━━━━━ PROVIDED RECORDS

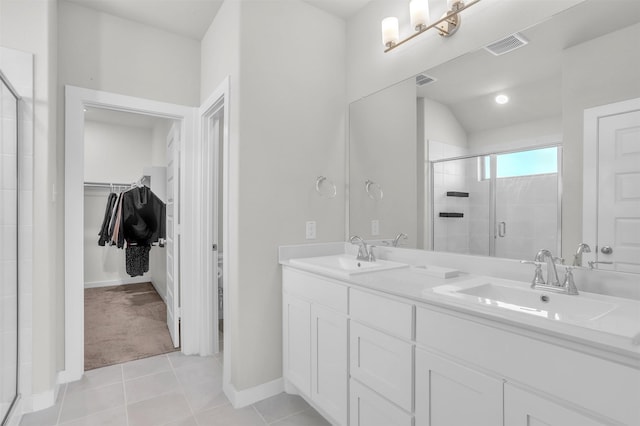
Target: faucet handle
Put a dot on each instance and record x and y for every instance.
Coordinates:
(372, 257)
(537, 277)
(568, 283)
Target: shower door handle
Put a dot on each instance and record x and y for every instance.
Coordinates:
(502, 229)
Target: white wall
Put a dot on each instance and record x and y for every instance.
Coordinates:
(382, 140)
(103, 266)
(370, 69)
(593, 73)
(114, 153)
(38, 20)
(287, 128)
(104, 52)
(441, 125)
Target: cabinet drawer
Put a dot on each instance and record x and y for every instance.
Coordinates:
(315, 289)
(369, 409)
(383, 363)
(570, 375)
(522, 408)
(383, 313)
(477, 401)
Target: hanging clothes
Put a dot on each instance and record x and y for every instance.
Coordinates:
(104, 235)
(143, 217)
(137, 260)
(135, 218)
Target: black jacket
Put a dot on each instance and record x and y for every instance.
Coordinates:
(143, 219)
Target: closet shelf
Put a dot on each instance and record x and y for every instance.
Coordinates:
(457, 194)
(445, 214)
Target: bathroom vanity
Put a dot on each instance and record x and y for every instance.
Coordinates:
(406, 346)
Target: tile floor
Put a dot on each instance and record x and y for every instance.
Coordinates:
(165, 390)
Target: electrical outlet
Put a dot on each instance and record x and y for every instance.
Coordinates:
(375, 227)
(311, 230)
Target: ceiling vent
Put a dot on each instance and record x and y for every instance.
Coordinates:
(507, 44)
(422, 79)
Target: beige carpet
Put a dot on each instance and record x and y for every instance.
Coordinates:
(123, 323)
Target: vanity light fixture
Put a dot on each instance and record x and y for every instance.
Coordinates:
(502, 99)
(419, 12)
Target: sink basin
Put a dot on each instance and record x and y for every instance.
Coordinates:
(559, 307)
(344, 265)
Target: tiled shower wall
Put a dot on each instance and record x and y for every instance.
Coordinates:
(18, 67)
(528, 205)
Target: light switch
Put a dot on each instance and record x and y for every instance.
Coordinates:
(311, 230)
(375, 227)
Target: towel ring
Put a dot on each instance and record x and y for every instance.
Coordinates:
(374, 191)
(325, 187)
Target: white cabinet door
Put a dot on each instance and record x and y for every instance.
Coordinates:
(329, 362)
(367, 408)
(383, 363)
(451, 394)
(522, 408)
(297, 343)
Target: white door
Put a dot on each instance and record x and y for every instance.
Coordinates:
(522, 408)
(451, 394)
(297, 342)
(173, 237)
(367, 408)
(618, 237)
(329, 362)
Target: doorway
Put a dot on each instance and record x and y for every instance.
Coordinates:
(127, 155)
(78, 100)
(611, 201)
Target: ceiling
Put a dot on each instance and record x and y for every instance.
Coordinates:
(121, 118)
(530, 75)
(192, 18)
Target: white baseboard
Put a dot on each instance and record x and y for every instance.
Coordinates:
(123, 281)
(42, 400)
(252, 395)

━━━━━━━━━━

DESCRIPTION OF THE TASK: Write out the full listing verbatim, excluding its pictures.

WRITTEN ANSWER:
Target: faucet handle
Put a dot on each instance and record x and y for every instance.
Coordinates:
(372, 257)
(537, 277)
(568, 283)
Target: shower door handle
Put a dot on each instance and record x and y for every instance.
Coordinates:
(502, 229)
Target: white wall
Put a dot on each instance and record x and y for every instance.
Coordinates:
(382, 140)
(103, 266)
(370, 69)
(593, 73)
(114, 153)
(38, 20)
(287, 128)
(104, 52)
(441, 125)
Target: cabinet drawer
Put a dot on each instance and record x and y for every instance.
Coordinates:
(315, 289)
(369, 409)
(383, 363)
(570, 375)
(522, 408)
(383, 313)
(477, 401)
Target: hanging clothes
Put a dot on each instance and record x and y for every instance.
Coordinates:
(104, 235)
(143, 217)
(137, 260)
(135, 218)
Target: black jacket
Put a dot on each instance and record x and y for every instance.
Coordinates:
(143, 219)
Target: closet shelf
Put a dot on each instance and record x and y for every instance.
Coordinates:
(457, 194)
(445, 214)
Target: bathroom vanity
Put a dot on each instance and record x and y for every instance.
Coordinates:
(406, 346)
Target: tile floor
Put a dot on each instance and record x and y for every instance.
Coordinates:
(165, 390)
Target: electrical outlet
Put a dot on each instance and record x and y for every instance.
Coordinates:
(375, 227)
(311, 230)
Target: ceiling vent
Put a dot on each instance and record x and y for every instance.
Coordinates:
(507, 44)
(422, 79)
Target: beige carpet
Put a dot on each instance and record x and y for every instance.
Coordinates:
(123, 323)
Target: vanity light fixture
Put a dot on each instance and record x and y for every instance.
Coordinates:
(502, 99)
(419, 12)
Target: sink basin
Put a dot on each instance and record x and y for every instance.
Coordinates:
(559, 307)
(344, 265)
Target: tiled shower wall
Put a dot on each instance and record x and y for every instance.
Coordinates:
(18, 67)
(528, 205)
Target: light switch
Put a dot on each instance and record x and y for every instance.
Coordinates:
(311, 230)
(375, 227)
Target: towel ring
Put a dot on each instance and record x and y for every instance.
Coordinates:
(374, 191)
(325, 187)
Target: white cabinet door
Put a dot on each instance and record x and y for every instance.
Coordinates:
(329, 362)
(367, 408)
(383, 363)
(451, 394)
(522, 408)
(297, 343)
Target: white door
Put a dot on each instance and record x and y for every instance.
Coordinates:
(522, 408)
(451, 394)
(297, 342)
(173, 237)
(367, 408)
(618, 237)
(329, 362)
Target: doorway
Put a dot on each instance and record x and y for every instance.
Coordinates:
(127, 155)
(78, 100)
(611, 201)
Target: ceiling
Put a dot on each instance and record x and y for every instance.
Coordinates:
(121, 118)
(530, 75)
(192, 18)
Target: white baseboard
Put a dot on each instance and record x and y for every instance.
Coordinates:
(123, 281)
(42, 400)
(252, 395)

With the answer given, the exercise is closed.